━━━━━ Material supplied

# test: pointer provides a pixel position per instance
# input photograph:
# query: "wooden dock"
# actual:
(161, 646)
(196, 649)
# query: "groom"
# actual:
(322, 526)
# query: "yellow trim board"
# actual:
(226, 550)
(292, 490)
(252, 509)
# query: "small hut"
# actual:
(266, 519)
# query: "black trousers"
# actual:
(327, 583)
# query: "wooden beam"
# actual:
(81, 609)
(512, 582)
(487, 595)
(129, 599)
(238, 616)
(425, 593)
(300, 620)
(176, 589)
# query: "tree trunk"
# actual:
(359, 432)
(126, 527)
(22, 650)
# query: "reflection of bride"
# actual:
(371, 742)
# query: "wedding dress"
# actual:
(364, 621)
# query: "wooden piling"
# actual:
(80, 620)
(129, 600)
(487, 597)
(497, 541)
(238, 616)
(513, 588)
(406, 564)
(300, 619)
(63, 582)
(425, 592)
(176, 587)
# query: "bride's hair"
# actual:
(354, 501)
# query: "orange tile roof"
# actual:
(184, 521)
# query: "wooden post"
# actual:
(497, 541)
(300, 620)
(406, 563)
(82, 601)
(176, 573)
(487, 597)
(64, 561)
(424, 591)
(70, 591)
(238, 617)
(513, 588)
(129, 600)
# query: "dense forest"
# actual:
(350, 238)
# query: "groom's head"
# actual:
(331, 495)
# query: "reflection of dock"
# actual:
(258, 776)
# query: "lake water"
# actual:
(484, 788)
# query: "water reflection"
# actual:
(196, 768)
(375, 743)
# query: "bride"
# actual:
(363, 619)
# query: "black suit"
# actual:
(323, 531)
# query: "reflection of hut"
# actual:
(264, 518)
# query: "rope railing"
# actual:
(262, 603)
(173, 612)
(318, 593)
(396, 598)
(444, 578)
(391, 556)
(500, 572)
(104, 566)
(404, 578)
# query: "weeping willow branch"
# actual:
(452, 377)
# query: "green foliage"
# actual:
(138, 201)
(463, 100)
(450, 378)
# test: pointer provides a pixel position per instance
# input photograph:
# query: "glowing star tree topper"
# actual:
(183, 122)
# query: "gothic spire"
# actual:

━━━━━━━━━━

*What needs to be done:*
Please set down each line of the records exactly as given.

*Solution for this exercise:*
# test: pointer provides a pixel position per instance
# input photograph:
# query: "wooden dock"
# actual:
(161, 646)
(196, 649)
# query: "groom"
# actual:
(322, 526)
# query: "yellow trim board"
# actual:
(226, 550)
(292, 490)
(252, 509)
# query: "small hut"
# actual:
(266, 519)
# query: "black trousers"
# actual:
(327, 583)
# query: "wooden beam"
# actual:
(81, 609)
(512, 582)
(487, 595)
(129, 599)
(238, 616)
(425, 593)
(300, 620)
(176, 589)
# query: "tree trunk"
# actual:
(359, 432)
(126, 527)
(22, 650)
# query: "reflection of bride"
# actual:
(371, 742)
# query: "wedding dress"
# actual:
(364, 621)
# query: "wooden piling"
# actual:
(80, 620)
(129, 600)
(487, 597)
(497, 541)
(238, 616)
(513, 588)
(406, 564)
(300, 619)
(63, 582)
(425, 592)
(176, 587)
# query: "bride's hair"
# actual:
(354, 501)
# query: "orange tile roof"
# actual:
(184, 521)
# query: "wooden post"
# actual:
(497, 541)
(300, 620)
(406, 563)
(82, 601)
(176, 573)
(487, 597)
(64, 561)
(424, 591)
(70, 591)
(238, 617)
(513, 588)
(129, 600)
# query: "dense forest"
# actual:
(350, 238)
# query: "groom's head"
# actual:
(331, 495)
# query: "reflection of dock"
# actual:
(258, 776)
# query: "lake water"
# actual:
(484, 788)
# query: "water reflection"
# actual:
(196, 768)
(375, 743)
# query: "bride"
# actual:
(363, 619)
# query: "black suit"
# actual:
(323, 531)
# query: "reflection of hut"
# actual:
(264, 518)
# query: "rope railing"
# actual:
(262, 603)
(173, 612)
(318, 593)
(396, 598)
(444, 578)
(391, 556)
(500, 572)
(104, 566)
(404, 578)
# query: "weeping willow branch"
# actual:
(452, 377)
# query: "green foliage"
# actual:
(138, 201)
(463, 100)
(450, 378)
# test: pointer provides a pixel position per instance
# input photograph:
# query: "glowing star tree topper"
# actual:
(183, 122)
# query: "gothic spire"
# actual:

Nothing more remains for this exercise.